» **Tu objetivo**: Extrae, por favor, cada línea de los registros que contenga la palabra "distant". Ten en cuenta las mayúsculas y minúsculas.

───── Registros mostrados

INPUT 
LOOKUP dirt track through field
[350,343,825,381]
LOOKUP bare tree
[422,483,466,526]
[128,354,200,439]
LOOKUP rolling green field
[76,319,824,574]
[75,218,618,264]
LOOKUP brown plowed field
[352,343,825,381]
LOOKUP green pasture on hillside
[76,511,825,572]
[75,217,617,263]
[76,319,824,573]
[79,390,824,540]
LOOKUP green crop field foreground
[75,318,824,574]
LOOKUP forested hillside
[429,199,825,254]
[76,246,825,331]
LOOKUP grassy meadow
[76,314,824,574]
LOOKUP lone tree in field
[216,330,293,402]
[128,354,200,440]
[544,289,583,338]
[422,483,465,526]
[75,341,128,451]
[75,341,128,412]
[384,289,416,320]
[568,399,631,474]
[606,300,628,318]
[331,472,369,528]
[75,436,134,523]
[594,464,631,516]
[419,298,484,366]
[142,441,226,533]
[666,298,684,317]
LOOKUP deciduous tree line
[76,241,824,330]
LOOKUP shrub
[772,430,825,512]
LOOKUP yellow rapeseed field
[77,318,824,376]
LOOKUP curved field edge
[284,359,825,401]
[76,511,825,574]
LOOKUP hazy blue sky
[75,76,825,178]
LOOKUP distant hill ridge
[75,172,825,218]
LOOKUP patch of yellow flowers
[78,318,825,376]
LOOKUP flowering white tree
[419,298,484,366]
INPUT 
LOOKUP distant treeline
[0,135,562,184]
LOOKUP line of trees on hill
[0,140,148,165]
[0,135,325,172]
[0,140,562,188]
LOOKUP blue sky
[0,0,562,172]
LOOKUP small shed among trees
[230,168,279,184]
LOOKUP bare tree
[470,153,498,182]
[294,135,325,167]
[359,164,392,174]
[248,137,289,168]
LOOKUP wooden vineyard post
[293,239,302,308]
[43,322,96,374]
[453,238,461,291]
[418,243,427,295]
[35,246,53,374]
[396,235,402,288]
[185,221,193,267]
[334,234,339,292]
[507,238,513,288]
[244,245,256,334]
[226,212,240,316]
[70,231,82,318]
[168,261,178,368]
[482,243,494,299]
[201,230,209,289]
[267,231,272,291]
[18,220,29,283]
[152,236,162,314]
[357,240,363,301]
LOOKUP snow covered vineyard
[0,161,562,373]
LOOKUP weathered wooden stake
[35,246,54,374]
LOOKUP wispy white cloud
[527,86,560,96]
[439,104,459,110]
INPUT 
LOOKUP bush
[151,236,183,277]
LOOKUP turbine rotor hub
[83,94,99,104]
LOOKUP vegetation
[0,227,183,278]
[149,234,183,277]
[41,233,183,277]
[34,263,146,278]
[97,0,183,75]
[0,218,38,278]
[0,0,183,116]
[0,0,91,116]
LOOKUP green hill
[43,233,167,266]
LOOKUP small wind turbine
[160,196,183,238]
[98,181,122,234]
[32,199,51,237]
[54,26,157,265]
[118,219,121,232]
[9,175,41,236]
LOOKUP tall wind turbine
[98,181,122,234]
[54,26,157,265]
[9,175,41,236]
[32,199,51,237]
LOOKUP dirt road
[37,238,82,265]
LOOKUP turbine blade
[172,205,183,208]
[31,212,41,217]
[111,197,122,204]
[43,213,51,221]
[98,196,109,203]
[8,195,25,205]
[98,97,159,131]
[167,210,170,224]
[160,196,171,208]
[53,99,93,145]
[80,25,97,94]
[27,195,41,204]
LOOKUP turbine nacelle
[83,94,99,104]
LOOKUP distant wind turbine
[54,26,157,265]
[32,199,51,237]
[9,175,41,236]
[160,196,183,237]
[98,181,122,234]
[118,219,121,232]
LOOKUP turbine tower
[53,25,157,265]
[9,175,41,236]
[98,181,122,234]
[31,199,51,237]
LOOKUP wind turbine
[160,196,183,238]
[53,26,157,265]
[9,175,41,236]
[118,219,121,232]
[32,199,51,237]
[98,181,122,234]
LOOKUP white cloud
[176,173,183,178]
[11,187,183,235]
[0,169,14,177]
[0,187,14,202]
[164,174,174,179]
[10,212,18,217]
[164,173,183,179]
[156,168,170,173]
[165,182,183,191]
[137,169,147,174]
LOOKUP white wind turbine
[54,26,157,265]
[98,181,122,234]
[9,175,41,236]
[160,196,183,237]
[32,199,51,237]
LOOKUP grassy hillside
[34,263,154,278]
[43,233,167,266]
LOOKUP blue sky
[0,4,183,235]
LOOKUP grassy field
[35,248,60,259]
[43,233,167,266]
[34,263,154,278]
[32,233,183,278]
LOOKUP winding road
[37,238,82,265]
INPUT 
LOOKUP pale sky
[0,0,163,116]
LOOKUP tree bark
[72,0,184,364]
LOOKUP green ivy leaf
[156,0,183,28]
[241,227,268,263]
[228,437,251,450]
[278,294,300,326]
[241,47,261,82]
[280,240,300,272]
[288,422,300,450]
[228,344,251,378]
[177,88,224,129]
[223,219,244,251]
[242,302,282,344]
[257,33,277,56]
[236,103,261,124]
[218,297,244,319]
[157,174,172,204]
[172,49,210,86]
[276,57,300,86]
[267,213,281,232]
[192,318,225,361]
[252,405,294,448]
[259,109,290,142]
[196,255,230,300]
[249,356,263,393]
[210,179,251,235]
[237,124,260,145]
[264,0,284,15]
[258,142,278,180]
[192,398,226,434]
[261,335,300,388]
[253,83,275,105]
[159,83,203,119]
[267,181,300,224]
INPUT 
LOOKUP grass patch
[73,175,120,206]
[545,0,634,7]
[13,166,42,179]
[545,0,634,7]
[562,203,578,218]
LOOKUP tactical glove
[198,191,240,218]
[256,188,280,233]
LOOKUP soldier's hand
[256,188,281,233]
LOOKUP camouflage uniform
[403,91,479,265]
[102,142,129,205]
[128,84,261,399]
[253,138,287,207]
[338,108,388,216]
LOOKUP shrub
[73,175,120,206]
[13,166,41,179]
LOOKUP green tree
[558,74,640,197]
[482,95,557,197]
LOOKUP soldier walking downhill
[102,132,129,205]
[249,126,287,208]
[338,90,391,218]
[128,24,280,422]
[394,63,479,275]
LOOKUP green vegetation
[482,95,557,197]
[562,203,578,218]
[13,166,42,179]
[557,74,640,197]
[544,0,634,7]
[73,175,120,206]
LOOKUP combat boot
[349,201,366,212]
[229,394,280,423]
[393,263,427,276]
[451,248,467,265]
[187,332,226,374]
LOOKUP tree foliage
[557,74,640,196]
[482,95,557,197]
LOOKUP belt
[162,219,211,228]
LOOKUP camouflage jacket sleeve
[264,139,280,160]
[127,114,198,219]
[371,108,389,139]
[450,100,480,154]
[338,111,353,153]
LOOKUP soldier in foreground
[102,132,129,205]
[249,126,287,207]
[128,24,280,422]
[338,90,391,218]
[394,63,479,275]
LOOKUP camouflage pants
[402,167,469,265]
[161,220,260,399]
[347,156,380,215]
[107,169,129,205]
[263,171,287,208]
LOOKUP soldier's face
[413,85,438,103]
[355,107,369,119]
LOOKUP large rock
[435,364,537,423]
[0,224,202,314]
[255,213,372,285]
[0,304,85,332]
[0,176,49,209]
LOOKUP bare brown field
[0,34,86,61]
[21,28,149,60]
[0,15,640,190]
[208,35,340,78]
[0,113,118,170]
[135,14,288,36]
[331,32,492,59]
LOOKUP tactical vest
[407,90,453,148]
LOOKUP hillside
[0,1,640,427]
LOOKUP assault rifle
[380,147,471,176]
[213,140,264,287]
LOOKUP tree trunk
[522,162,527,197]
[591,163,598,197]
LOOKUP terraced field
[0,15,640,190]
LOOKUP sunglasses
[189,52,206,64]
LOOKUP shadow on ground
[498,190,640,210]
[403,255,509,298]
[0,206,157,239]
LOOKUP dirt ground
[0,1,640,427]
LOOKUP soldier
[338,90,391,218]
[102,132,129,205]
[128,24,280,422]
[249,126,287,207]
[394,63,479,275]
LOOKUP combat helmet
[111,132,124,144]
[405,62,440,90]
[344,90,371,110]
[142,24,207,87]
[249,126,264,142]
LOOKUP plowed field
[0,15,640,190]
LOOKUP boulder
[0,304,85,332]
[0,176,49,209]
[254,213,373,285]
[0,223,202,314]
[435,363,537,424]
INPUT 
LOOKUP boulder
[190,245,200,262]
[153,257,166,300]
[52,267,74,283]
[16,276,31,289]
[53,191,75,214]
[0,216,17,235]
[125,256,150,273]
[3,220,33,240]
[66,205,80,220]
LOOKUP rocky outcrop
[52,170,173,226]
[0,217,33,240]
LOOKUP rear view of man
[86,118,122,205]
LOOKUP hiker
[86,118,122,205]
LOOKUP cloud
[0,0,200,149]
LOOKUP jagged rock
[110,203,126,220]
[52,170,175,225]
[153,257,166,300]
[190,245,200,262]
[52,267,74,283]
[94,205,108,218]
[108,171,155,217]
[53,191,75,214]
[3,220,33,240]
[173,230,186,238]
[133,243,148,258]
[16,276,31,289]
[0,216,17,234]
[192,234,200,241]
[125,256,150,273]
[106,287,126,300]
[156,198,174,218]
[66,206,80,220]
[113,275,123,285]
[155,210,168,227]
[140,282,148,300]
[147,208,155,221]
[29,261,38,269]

──────────

» **Resultado**:
LOOKUP distant hill ridge
LOOKUP distant treeline
LOOKUP distant wind turbine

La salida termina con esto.